Start of EXCERPTED RECORDS

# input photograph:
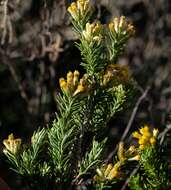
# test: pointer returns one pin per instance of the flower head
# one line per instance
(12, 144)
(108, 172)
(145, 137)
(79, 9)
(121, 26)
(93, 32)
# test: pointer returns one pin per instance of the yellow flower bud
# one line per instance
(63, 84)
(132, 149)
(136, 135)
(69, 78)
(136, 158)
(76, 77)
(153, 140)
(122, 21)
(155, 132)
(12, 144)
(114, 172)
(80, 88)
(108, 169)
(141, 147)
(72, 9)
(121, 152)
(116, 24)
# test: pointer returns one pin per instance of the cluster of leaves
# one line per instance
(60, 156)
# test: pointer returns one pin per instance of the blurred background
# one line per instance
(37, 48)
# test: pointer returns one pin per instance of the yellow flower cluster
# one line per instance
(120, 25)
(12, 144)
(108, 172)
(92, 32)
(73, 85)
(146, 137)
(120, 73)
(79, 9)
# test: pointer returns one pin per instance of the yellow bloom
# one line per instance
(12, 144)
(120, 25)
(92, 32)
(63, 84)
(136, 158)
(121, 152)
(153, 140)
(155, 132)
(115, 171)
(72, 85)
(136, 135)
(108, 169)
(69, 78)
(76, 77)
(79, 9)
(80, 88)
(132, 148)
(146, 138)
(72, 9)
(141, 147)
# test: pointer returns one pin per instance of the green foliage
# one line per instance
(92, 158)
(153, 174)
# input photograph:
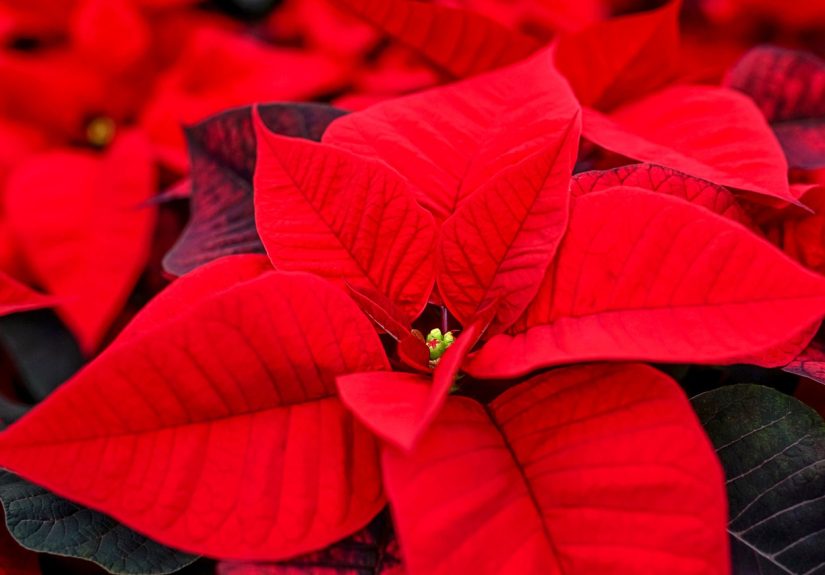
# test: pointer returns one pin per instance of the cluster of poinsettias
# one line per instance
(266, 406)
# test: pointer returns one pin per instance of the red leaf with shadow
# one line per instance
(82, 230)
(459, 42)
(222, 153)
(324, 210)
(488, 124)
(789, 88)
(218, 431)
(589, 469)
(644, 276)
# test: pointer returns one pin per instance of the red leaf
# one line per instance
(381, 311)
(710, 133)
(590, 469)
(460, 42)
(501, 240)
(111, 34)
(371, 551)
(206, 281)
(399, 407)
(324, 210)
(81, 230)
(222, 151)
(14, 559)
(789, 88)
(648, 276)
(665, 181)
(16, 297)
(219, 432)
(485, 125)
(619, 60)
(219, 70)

End of EXCERPTED RECORDS
Start of EXCERPTED RECORDS

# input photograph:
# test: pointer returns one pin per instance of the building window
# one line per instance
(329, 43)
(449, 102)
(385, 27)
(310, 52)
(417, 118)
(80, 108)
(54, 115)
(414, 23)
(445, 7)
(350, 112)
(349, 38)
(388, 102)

End of EXCERPTED RECORDS
Start of EXCERPTED RECORDS

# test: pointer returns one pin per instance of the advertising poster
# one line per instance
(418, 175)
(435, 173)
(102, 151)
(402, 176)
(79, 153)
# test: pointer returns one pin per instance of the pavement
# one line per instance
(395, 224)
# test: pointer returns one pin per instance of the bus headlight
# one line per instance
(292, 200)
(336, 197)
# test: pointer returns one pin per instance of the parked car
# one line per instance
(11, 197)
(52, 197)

End of EXCERPTED RECORDS

▸ EXERCISE DIRECTIONS
Everything from the line containing "yellow flower cluster" through the line containing "the yellow bloom" in the material above should be retyped exactly, both ends included, and nothing more.

▸ TASK SOLUTION
# test: pointer returns one pin per instance of the yellow flower cluster
# one line per instance
(120, 25)
(12, 144)
(108, 172)
(92, 32)
(73, 85)
(146, 137)
(120, 73)
(79, 9)
# test: pointer returns one pin per instance of the yellow bloom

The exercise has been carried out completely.